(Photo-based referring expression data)

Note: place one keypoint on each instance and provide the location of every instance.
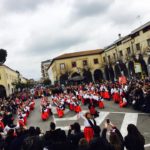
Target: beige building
(8, 76)
(130, 50)
(128, 55)
(44, 66)
(83, 65)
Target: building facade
(83, 65)
(44, 66)
(131, 52)
(128, 55)
(8, 76)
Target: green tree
(3, 55)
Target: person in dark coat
(75, 137)
(99, 142)
(134, 140)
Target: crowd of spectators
(109, 138)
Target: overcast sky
(35, 30)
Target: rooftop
(78, 54)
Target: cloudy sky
(35, 30)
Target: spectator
(134, 140)
(75, 137)
(99, 142)
(83, 144)
(32, 141)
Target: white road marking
(129, 118)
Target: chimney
(119, 35)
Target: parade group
(18, 107)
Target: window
(138, 46)
(114, 56)
(74, 64)
(95, 61)
(109, 58)
(62, 66)
(120, 53)
(128, 50)
(148, 42)
(104, 59)
(84, 62)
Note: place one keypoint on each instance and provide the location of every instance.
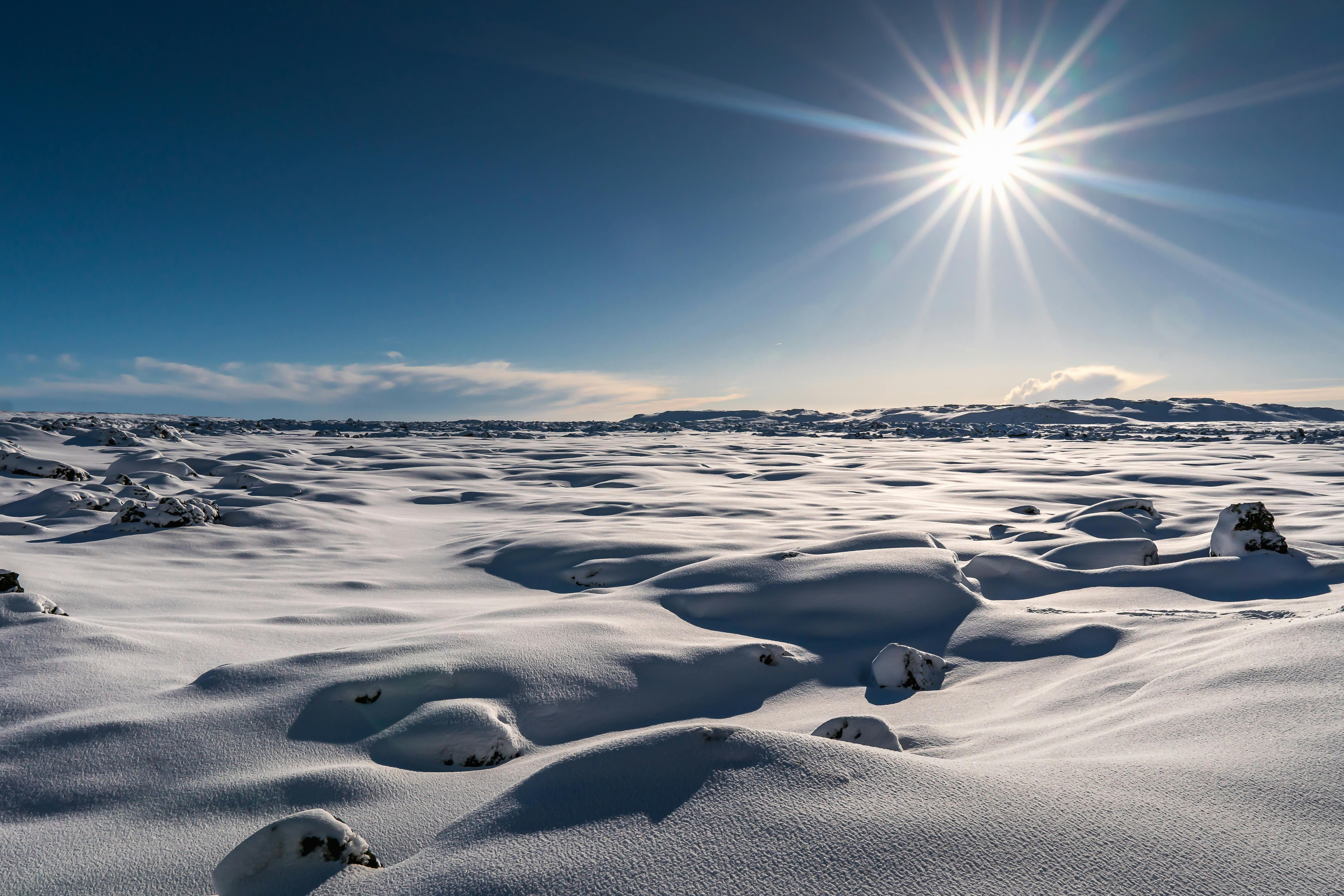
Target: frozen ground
(596, 664)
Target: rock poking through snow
(169, 514)
(1244, 530)
(869, 731)
(901, 667)
(31, 604)
(292, 856)
(451, 735)
(13, 460)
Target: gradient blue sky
(484, 210)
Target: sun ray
(1111, 87)
(1185, 257)
(896, 105)
(1062, 68)
(945, 260)
(992, 62)
(1025, 66)
(1019, 249)
(959, 65)
(984, 264)
(1312, 81)
(1039, 217)
(919, 68)
(892, 176)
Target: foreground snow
(667, 664)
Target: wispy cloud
(501, 383)
(1096, 381)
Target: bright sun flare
(987, 159)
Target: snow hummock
(1244, 530)
(292, 856)
(870, 731)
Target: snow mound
(13, 460)
(1105, 554)
(15, 602)
(1244, 530)
(242, 481)
(795, 597)
(147, 464)
(169, 514)
(292, 856)
(451, 735)
(901, 667)
(869, 731)
(1139, 510)
(108, 437)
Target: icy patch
(901, 667)
(292, 856)
(169, 514)
(13, 460)
(869, 731)
(449, 735)
(1244, 530)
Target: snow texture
(624, 636)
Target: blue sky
(538, 210)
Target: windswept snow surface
(619, 660)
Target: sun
(987, 159)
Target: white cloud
(501, 383)
(1096, 381)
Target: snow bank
(866, 596)
(169, 514)
(142, 464)
(1244, 530)
(901, 667)
(13, 460)
(869, 731)
(1104, 554)
(108, 437)
(292, 856)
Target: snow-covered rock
(451, 735)
(167, 514)
(13, 460)
(1244, 530)
(107, 436)
(292, 856)
(869, 731)
(17, 602)
(901, 667)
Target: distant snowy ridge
(1103, 420)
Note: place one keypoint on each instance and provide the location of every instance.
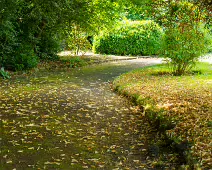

The problem: Your copy should hold exactly the lines from the one that contains "Target: distant snowy ridge" through the final line of the data, both ends included, and no pictures.

Task answer:
Target: distant snowy ridge
(1103, 420)
Note: place one keypoint on each instance and provide the location of every instance.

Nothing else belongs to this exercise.